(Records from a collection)
━━━━━━━━
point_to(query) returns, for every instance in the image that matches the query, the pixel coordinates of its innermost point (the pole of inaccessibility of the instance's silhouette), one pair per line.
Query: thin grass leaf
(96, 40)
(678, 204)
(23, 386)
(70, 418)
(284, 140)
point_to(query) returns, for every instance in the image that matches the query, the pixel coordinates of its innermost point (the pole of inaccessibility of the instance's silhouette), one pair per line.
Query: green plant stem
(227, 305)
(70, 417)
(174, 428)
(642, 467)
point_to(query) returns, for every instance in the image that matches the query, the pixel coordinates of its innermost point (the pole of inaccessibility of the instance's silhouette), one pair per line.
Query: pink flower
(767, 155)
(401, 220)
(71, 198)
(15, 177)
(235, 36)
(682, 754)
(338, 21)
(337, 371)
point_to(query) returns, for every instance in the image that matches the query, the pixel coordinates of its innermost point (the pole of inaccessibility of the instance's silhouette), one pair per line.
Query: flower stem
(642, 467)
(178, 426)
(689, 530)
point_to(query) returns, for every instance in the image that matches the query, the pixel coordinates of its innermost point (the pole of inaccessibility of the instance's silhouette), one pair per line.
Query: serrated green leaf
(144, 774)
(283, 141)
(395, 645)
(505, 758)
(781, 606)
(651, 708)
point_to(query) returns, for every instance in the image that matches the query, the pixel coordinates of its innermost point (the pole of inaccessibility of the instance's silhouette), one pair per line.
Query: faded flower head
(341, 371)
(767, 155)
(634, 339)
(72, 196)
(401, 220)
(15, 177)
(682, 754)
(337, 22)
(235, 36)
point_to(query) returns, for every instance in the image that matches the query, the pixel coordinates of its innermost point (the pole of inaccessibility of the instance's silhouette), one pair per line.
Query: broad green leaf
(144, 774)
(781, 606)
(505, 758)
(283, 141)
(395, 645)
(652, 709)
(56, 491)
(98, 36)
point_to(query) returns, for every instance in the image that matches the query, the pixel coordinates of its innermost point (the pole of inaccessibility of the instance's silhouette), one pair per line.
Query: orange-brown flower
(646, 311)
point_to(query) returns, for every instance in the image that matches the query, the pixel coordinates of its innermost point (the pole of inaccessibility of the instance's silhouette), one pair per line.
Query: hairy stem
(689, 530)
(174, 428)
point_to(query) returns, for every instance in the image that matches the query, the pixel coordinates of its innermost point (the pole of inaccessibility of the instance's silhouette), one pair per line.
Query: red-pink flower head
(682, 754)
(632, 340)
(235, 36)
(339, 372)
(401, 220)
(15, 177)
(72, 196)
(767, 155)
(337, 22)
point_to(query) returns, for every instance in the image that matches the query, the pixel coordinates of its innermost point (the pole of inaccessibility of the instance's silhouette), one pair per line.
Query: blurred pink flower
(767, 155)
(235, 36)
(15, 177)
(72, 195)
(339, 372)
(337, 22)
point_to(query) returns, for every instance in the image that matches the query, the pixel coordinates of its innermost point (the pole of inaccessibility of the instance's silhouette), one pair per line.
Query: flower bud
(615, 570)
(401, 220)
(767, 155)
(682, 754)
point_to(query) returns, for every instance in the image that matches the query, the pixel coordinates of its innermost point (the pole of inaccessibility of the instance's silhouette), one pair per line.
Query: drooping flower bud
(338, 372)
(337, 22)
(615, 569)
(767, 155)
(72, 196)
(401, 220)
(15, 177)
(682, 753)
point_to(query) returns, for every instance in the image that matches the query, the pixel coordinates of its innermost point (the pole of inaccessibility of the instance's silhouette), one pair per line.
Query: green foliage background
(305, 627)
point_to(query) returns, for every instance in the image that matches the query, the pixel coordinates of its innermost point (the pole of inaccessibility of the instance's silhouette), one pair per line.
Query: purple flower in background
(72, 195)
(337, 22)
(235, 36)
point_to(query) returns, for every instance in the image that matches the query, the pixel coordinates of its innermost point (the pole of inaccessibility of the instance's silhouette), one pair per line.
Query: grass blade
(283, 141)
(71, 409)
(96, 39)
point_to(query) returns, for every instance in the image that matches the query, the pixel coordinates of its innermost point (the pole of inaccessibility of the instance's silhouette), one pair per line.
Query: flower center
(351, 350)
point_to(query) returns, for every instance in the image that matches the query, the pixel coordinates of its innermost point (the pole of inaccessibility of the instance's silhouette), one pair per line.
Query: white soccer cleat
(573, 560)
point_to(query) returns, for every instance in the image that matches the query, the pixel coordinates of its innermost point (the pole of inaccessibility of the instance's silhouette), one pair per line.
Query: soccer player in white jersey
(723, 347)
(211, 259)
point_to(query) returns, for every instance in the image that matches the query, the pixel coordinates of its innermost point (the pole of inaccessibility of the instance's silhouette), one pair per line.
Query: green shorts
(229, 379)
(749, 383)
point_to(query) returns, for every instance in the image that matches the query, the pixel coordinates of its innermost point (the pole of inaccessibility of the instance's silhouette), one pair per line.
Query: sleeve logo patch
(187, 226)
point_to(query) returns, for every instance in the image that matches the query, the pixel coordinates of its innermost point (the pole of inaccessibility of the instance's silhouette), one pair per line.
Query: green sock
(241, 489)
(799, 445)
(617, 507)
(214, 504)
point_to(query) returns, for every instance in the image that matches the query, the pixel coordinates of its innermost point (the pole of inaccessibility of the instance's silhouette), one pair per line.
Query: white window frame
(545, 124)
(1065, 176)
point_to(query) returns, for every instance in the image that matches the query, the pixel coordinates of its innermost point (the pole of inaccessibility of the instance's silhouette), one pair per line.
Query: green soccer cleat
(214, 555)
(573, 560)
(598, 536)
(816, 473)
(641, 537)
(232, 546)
━━━━━━━━
TASK ITEM:
Set all of the entries down again, exactly as they were given.

RESPONSE FOR THIS EXERCISE:
point_to(query) returns, for every instance in the image that matches the query, the pixel coordinates of its innermost point (the pole of inaccessibility of the instance's silhouette), one pair per line.
Query: thin grass leaf
(96, 40)
(678, 204)
(23, 386)
(70, 418)
(284, 140)
point_to(query) returns, for every instance in the image that matches the query, the pixel coordinates of its innermost point (the pole of inaccessibility of the instance's silhouette), one pair per line.
Query: green plant stem
(227, 305)
(70, 417)
(174, 428)
(642, 467)
point_to(query) returns, for every instance in the image that matches the query, the pixel coordinates of its innermost point (the pole of inaccessibility of the instance's silhouette), one pair per line.
Query: pink flower
(767, 155)
(401, 220)
(71, 198)
(15, 177)
(235, 36)
(682, 754)
(338, 21)
(337, 371)
point_to(query) returns, for every instance in the image that matches the query, the pixel coordinates of its innermost point (the pole of inaccessibility of the instance's silhouette), one pair per line.
Query: flower stem
(642, 467)
(178, 426)
(689, 530)
point_to(query) returns, for every instance in the image that matches the query, the pixel coordinates of its innermost point (the pole of inaccessibility of the instance's silhouette), one pair per line.
Query: serrated green leaf
(144, 774)
(283, 141)
(395, 645)
(505, 758)
(781, 606)
(651, 708)
point_to(query) returns, for every instance in the image that matches the query, the pixel coordinates of its innermost point (the pole of inaccessibility of the instance's silhouette), one pair per line.
Query: faded flower head
(341, 371)
(767, 155)
(634, 339)
(72, 196)
(401, 220)
(15, 177)
(682, 754)
(337, 22)
(235, 36)
point_to(query) returns, for every instance in the image that matches the query, the pixel coordinates of its innermost point (the pole of inaccessibility of the instance's silhouette), one pair per line.
Query: broad green leaf
(144, 774)
(781, 606)
(505, 758)
(283, 141)
(395, 645)
(652, 709)
(56, 491)
(98, 36)
point_to(query) returns, for every instance in the image that matches the query, the pixel coordinates of its innermost point (the pole of inaccessibility of the instance's silhouette), one pair per line.
Query: orange-brown flower
(646, 311)
point_to(query) returns, for every instance in the image that matches the query, the pixel coordinates of its innermost point (the pole of inaccessibility of the instance's silhouette), one pair per line.
Query: hairy stem
(689, 530)
(174, 428)
point_to(query) returns, for every instance in the image that matches the query, the pixel coordinates of its innermost point (the pole of inaccessibility of the instance's silhouette), one pair per line.
Query: red-pink flower head
(682, 754)
(632, 340)
(235, 36)
(339, 372)
(401, 220)
(15, 177)
(72, 196)
(767, 155)
(337, 22)
point_to(query) returns, for every instance in the image that matches the query, the pixel coordinates of its innermost point (the pole of inaccessibility of the instance's silhouette), one pair per line.
Query: blurred pink flower
(767, 155)
(235, 36)
(15, 177)
(72, 195)
(339, 372)
(337, 22)
point_to(query) returns, for every instance in the image that matches the query, the pixel coordinates of its innermost point (the pole of inaccessibility of the instance's silhouette), one pair per line.
Query: flower bud
(615, 570)
(401, 220)
(767, 155)
(682, 754)
point_to(query) returns, for every instance in the image that matches the query, the pixel coordinates of its innermost point (the pole of inaccessibility of the instance's silhouette), one pair per line.
Query: drooping flower bud
(338, 372)
(337, 22)
(615, 569)
(767, 155)
(72, 196)
(401, 220)
(15, 177)
(682, 753)
point_to(query) returns, for every instance in the image that matches the query, the pixel coordinates of its innermost point (the pole of inaccessibility of the instance's silhouette), one pair per line.
Query: green foliage background
(305, 627)
point_to(query) returns, for every instance in the image that matches the query, the pixel coordinates of its innermost point (the pole of inaccessibility of the instance's silhouette), one pair per line.
Query: purple flower in background
(72, 195)
(337, 22)
(235, 36)
point_to(query) returns, for every instance in the image that matches the query, the pixel coordinates of its innermost point (the pole of inaccessibility of the instance's silhouette), one pair per line.
Query: grass blade
(283, 141)
(71, 409)
(96, 39)
point_to(query) returns, for every instance in the image that matches the query, the pixel coordinates of its innermost point (the pole of inaccessibility of the instance's silhouette), one pair per line.
Query: flower center
(351, 350)
point_to(query) returns, for every instance in the image that matches the query, the pixel coordinates of its innermost point (the pole of inaccessibility of the instance's silhouette), one pair per line.
Query: white soccer cleat
(573, 560)
point_to(query) returns, for every instance in the image that matches the query, the pixel coordinates of its innermost point (the pole of inaccessibility of the instance's silhouette), one pair per line.
Query: soccer player in white jersey
(723, 347)
(211, 259)
point_to(query) returns, for every instance in the image that matches the query, the pixel coordinates of its innermost point (the pole of inaccessibility of the instance's silhouette), one pair per line.
Query: green shorts
(229, 379)
(749, 383)
point_to(query) returns, for every instance in the image that matches the query, the pixel coordinates of its innermost point (the pole of inaccessibility of the instance's silhouette), one pair per line.
Query: sleeve logo patch
(187, 226)
point_to(query) returns, for every instance in the image that matches the query, the pixel coordinates of its innermost point (the pole of inaccessibility of the instance's silhouette), one pair per line.
Query: green sock
(241, 489)
(799, 445)
(617, 507)
(214, 504)
point_to(query) returns, for every instance in the image that matches the query, the pixel coordinates of its innermost point (the pole of inaccessibility of the instance's silhouette), one pair per line.
Query: white window frame
(545, 124)
(1065, 176)
point_to(query) returns, for every instance in the image that matches the query, the pixel coordinates of its innermost point (the pole of inaccessibility of the instance's silhouette), one pair per line.
Query: green soccer cleat
(214, 555)
(573, 560)
(598, 536)
(816, 473)
(641, 537)
(232, 546)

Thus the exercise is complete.